- Quoted passage:
START

VANESSA FRIEDMAN: Decoding Krysten Sinema's style
Posted October 23, 2021 6:47 a.m. EDT
Updated October 23, 2021 7:29 a.m. EDT
EDITOR'S NOTE: Vanessa Friedman is The New York Times's fashion director and chief fashion critic. She was previously the fashion editor of the Financial Times.
Sen. Kyrsten Sinema may have been in Europe recently on a fundraising trip and out of reach of the activists who have dogged her footsteps, frustrated with her obstruction of President Joe Biden’s social spending bill. But despite the fact that her office has been keeping her itinerary under wraps, were those protesters able to follow her overseas, there’s a good chance they would be able to find her.
Not just because of her political theater. Ever since she was first sworn in to the Arizona House of Representatives in 2005, Sinema has stood out in a crowd. And as her legislative demands take center stage (along with those of Sen. Joe Manchin, D-W.Va., the other Biden Bill holdout) her history of idiosyncratic outfits has taken on a new cast.
As Tammy Haddad, former MSNBC political director and co-founder of the White House Correspondents Weekend Insider, said of the senator, “If the other members of Congress had paid any attention to her clothing at all, they would have known she wasn’t going to just follow the party line.”
The senior senator from Arizona — the first woman to represent Arizona in the Senate, the first Democrat elected to that body from that state since 1995 and the first openly bisexual senator — has never hidden her identity as a maverick. In fact, she’s advertised it. Pretty much every day.
Indeed, it was back in 2013, when she was first sworn in to the House, that Elle crowned Sinema “America’s Most Colorful Congresswoman.” Since she joined the Senate, she has merely been further embracing that term. Often literally.
Notice was served at her swearing-in Jan. 3, 2019, when Sinema seemed to be channeling Marilyn Monroe in platinum blond curls, a white sleeveless pearl-trimmed top, rose-print pencil skirt and stiletto heels: She was never going to revert to pantsuit-wearing banality.
Instead, she swept in as a white-cape-dressed crusader for Donald Trump’s first impeachment trial, in January 2020. She modeled a variety of Easter egg-colored wigs — lavender, pink, green — to demonstrate, her spokeswoman Hannah Hurley told The Arizona Republic in May of last year, a commitment to “social distancing in accordance with best practices, including from salons.” (Hurley specified that the wig cost $12.99.) Sported pompom earrings, a variety of animal prints, neoprene and assorted thigh-high boots. And presided over the Senate on Feb. 23 of this year while wearing a hot pink sweater with the words “Dangerous Creature” on the front, prompting Mitt Romney to tell her she was “breaking the internet.”
Her reply: “Good.”
To dismiss that as a stunt rather than a foreshadowing is to give Sinema less credit than she is due.
“She’s saying, ‘I can wear what I want and say what I think is important, and I’m going to have a lot of impact doing it,’” Haddad said. “She is unencumbered by the norms of the institution.”
Lauren A. Rothman, an image and style accountability coach in Washington who has been working with members of Congress for 20 years, said it’s part of a growing realization among politicians that “you are communicating at all times, because a clip on social media can be even more meaningful than something on national TV.” And that means “thinking at all times about what story you are telling with your nonverbal tools, which means your style.”

END

- Given information:
START

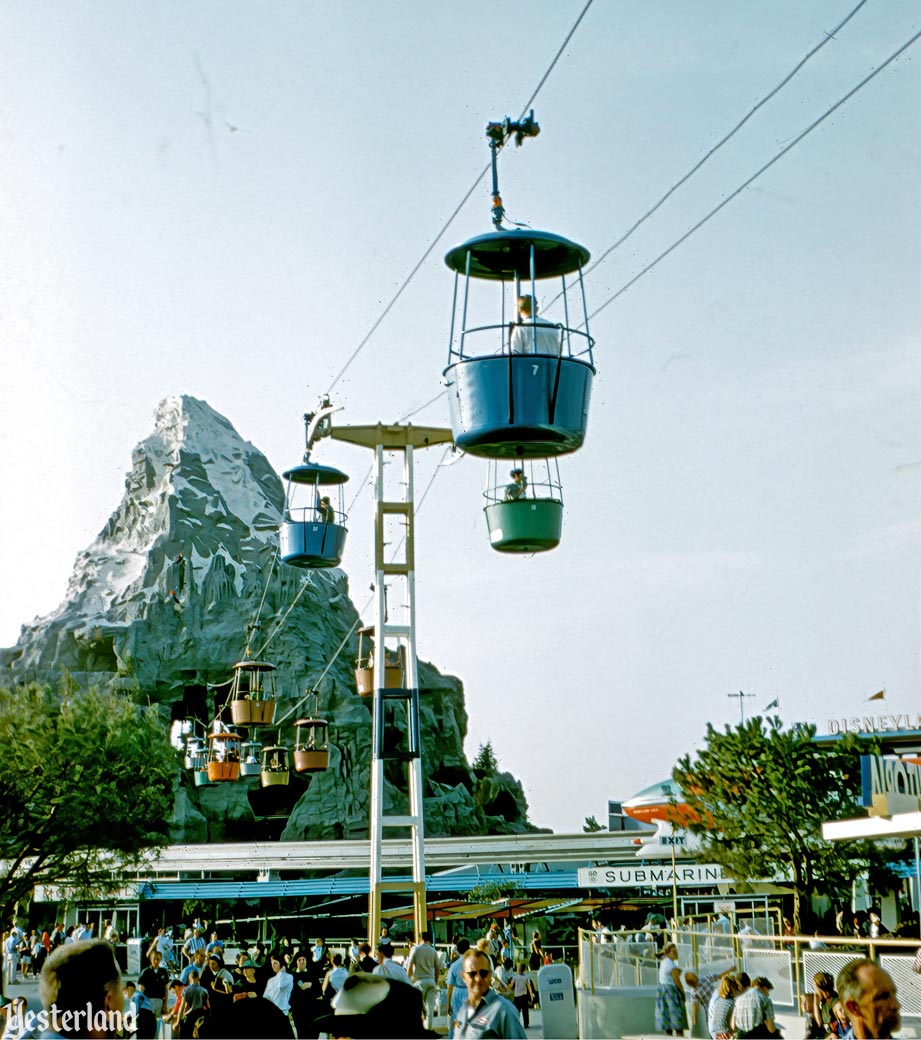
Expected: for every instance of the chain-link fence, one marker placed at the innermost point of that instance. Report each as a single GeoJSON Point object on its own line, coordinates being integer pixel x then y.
{"type": "Point", "coordinates": [790, 962]}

END

- Task description:
Please repeat the column on Senator Sinema's wardrobe word for word, starting at "Not just because" and ending at "a new cast.".

- Result of the task:
Not just because of her political theater. Ever since she was first sworn in to the Arizona House of Representatives in 2005, Sinema has stood out in a crowd. And as her legislative demands take center stage (along with those of Sen. Joe Manchin, D-W.Va., the other Biden Bill holdout) her history of idiosyncratic outfits has taken on a new cast.